(What the task asks) Which lines in the items below contain the word "Query", with case counting? Find each one and copy it in full.

═════ Supplied material ═════

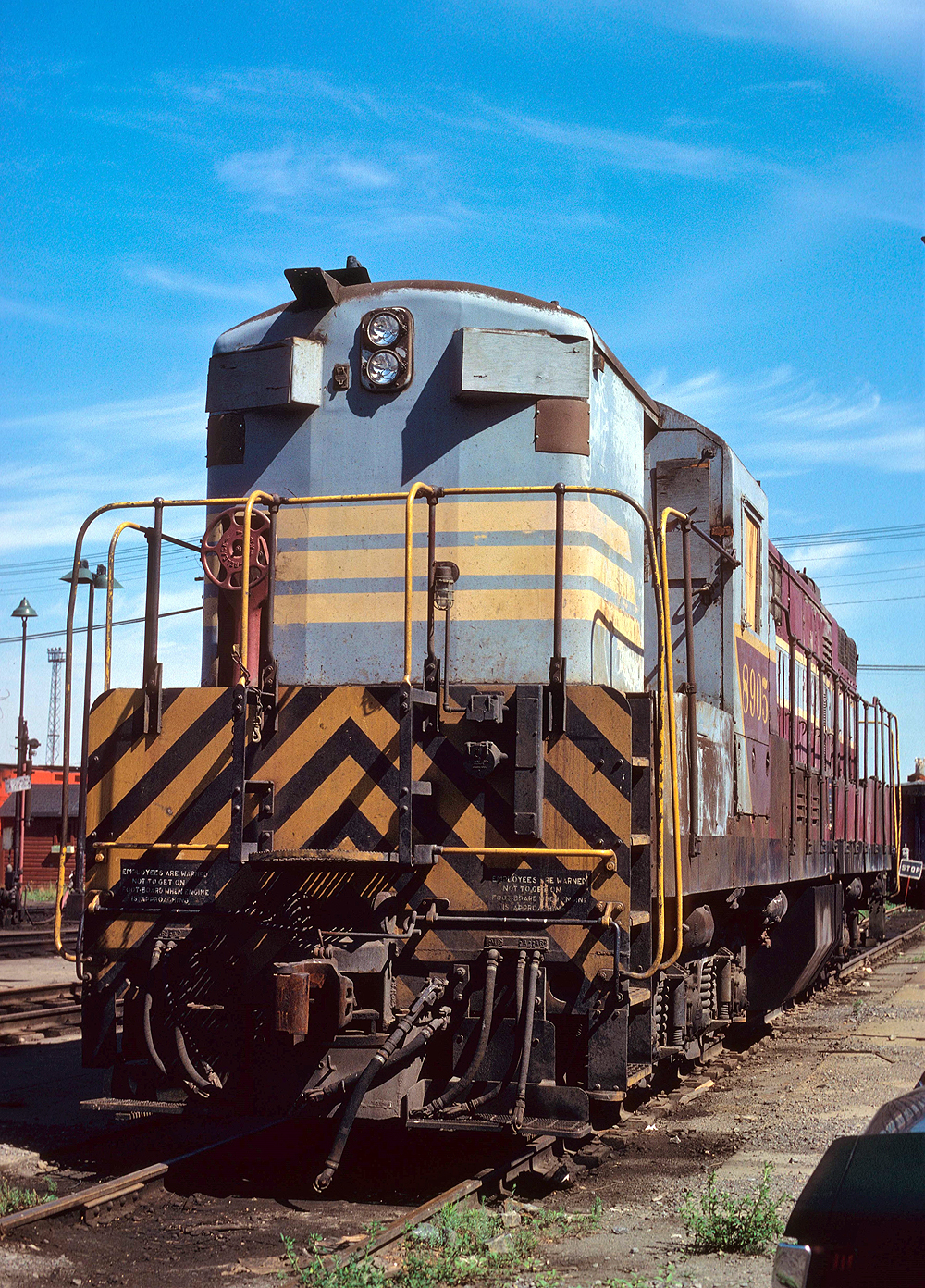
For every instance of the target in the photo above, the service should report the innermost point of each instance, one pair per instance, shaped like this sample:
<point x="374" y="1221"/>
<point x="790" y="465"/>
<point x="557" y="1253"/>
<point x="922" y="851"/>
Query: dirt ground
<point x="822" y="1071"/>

═════
═════ Supplied material ═════

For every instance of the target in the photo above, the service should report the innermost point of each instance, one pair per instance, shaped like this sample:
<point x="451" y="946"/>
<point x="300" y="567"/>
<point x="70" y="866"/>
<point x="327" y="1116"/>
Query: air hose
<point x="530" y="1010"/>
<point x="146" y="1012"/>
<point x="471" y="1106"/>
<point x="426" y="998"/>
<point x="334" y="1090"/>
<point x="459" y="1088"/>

═════
═════ Supplied material ═════

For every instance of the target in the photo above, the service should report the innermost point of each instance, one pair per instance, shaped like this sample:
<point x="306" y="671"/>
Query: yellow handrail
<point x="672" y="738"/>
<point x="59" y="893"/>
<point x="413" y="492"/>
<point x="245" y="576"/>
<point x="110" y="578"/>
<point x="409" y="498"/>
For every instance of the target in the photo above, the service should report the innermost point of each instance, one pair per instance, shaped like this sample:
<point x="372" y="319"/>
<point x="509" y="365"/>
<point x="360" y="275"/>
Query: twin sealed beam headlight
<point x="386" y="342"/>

═════

(Final answer)
Query: dirt ground
Query: air hose
Query: yellow handrail
Query: twin sealed beam headlight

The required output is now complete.